- Texto apresentado
###
A temporada de filmes que antecedeu o Oscar jogou holofotes em Ficção Americana, um belíssimo longa-metragem que colocou em discussão o mercado editorial americano, com foco no que se espera de autor negro, e com um tocante drama familiar sustentando tudo. Outro trabalho que abordou o mundo dos livros e uma crise de família teve menos sorte nas premiações: Verdades Dolorosas. Mas, para a nossa fortuna, o longa da sempre inspirada diretora e roteirista Nicole Holofcener chega agora ao streaming para que todos consigam fruir de seus irretocáveis 93 minutos. Ele está no Max (antigo HBO Max) e ainda pode ser alugado ou comprado via Google Play, Apple ou Amazon.
Julia Louis-Dreyfus, que fez fama no humorístico Seinfeld nos anos 90 e seguiu estrelando bons filmes e seriados, vive Beth, uma autora e professora de escrita criativa em crise por não conseguir publicar seu segundo romance. Ela enfrenta a atual realidade de não pertencer a uma minoria barulhenta nem de ter vindo de um lar em frangalhos (em dado momento, chega até a lamentar que os abusos de seu pai tenham ficado só nas palavras). Quem dá suporte ao seu momento complicado é o esposo Don (o inglês Tobias Menzies, da série The Crown, em performance irretocável), um terapeuta passando por maus bocados com seus pacientes e em dúvida se deve dar uma recauchutada na face com procedimentos cirúrgicos.
A simbiose do casal nova-iorquino é tão grande que chega a irritar pessoas próximas, caso do próprio filho, Eliot (Owen Teague), que não suporta ver os pais dividindo uma salada ou um sorvete, em perfeita comunhão. Pena que essa harmonia rui quando Beth escuta sem querer uma conversa entre seu cunhado e Don. O marido confessa não gostar do livro que a cônjuge acaba de escrever, portanto entende o fato dela não conseguir uma editora para publicá-lo. A revelação cai como uma bomba no matrimônio. Por que ele não foi sincero enquanto ela redigia o material? Mas o lugar dele não deveria ser esse de apenas incentivar a esposa, já que sua opinião poderia estar completamente equivocada?
###
- Tarefas a realizar
1. Transcreva da resenha sobre Verdades Dolorosas o trecho que se inicia nas palavras "Julia Louis-Dreyfus, que" e se encerra logo após "com procedimentos cirúrgicos.".
2. Traduza para o inglês a seguinte frase da resenha sobre Verdades Dolorosas: "A revelação cai como uma bomba no matrimônio."

(Dados de localização de pontos)
###
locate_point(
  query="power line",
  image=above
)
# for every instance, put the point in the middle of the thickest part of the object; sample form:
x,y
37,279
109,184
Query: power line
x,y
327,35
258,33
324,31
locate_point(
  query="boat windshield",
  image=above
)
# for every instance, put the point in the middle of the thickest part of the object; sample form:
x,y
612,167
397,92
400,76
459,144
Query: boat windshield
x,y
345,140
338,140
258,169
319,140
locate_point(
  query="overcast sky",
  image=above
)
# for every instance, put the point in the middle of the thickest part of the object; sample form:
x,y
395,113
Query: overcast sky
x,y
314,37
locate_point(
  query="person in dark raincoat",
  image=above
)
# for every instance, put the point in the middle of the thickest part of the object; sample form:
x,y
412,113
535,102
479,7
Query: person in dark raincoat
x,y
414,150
###
- Respostas por item
1.
Julia Louis-Dreyfus, que fez fama no humorístico Seinfeld nos anos 90 e seguiu estrelando bons filmes e seriados, vive Beth, uma autora e professora de escrita criativa em crise por não conseguir publicar seu segundo romance. Ela enfrenta a atual realidade de não pertencer a uma minoria barulhenta nem de ter vindo de um lar em frangalhos (em dado momento, chega até a lamentar que os abusos de seu pai tenham ficado só nas palavras). Quem dá suporte ao seu momento complicado é o esposo Don (o inglês Tobias Menzies, da série The Crown, em performance irretocável), um terapeuta passando por maus bocados com seus pacientes e em dúvida se deve dar uma recauchutada na face com procedimentos cirúrgicos.

2. The revelation hits the marriage like a bomb.